Write out every line of the rows below word for word, leaving the pictures out.

Coordinate labeling data
============================================================

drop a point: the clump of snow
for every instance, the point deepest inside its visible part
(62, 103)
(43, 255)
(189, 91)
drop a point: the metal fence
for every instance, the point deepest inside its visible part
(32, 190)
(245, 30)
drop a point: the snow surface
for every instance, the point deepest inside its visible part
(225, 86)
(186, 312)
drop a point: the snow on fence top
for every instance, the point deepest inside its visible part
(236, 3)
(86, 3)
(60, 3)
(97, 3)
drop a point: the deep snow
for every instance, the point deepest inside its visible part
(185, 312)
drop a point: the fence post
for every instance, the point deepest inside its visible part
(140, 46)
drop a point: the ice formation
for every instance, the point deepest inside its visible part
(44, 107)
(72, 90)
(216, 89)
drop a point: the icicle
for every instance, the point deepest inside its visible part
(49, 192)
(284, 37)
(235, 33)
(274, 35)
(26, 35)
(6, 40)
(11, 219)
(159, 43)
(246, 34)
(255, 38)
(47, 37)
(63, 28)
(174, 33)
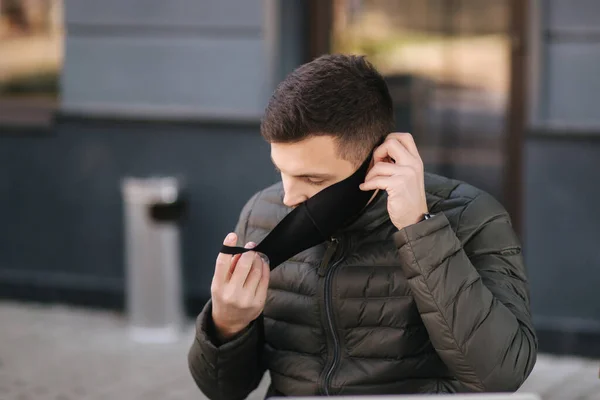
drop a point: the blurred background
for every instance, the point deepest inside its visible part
(503, 94)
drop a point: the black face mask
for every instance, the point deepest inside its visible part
(315, 220)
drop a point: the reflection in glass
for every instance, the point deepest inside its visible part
(31, 40)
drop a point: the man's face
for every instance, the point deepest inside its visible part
(309, 166)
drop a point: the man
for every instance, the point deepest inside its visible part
(424, 292)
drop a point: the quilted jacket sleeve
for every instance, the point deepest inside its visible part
(473, 297)
(231, 370)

============================================================

**Right answer**:
drop a point: the clump of snow
for every instance, the point deepest inside its visible part
(62, 103)
(43, 255)
(189, 91)
drop a point: the metal fence
for every instance, the point deepest inside its visible part
(32, 190)
(245, 30)
drop a point: the snow surface
for every instance, the point deepest inside its visible part
(225, 86)
(186, 312)
drop a point: the snow on fence top
for every instance, the point deepest inside its visible part
(236, 3)
(86, 3)
(60, 3)
(97, 3)
drop a point: the deep snow
for every instance, the point deepest inside its visible part
(185, 312)
drop a point: the fence post
for every instance, the point deepest inside its visible part
(140, 46)
drop a point: the ice formation
for every instance, the point deepest inside its visible part
(44, 107)
(72, 90)
(216, 89)
drop a point: the icicle
for every instance, the point deepest inside its visible part
(49, 192)
(284, 37)
(235, 33)
(274, 35)
(26, 35)
(6, 40)
(11, 219)
(159, 43)
(246, 34)
(255, 38)
(47, 37)
(63, 28)
(174, 33)
drop a point: the blurred background
for every instance, the point deepest inside its visible part
(503, 94)
drop a point: the black face mask
for every instance, the point deepest inside its visible part
(315, 220)
drop a point: the reflection in glass
for every instance, the point deepest inside its visible part
(31, 40)
drop a point: the man's face
for every instance, the point deepest inside its visible part
(309, 166)
drop a point: the man
for every instance, the point deepest inside its visible part
(424, 292)
drop a point: the quilted jacket sleeve
for every instance, the point deepest inside its visible part
(473, 297)
(231, 370)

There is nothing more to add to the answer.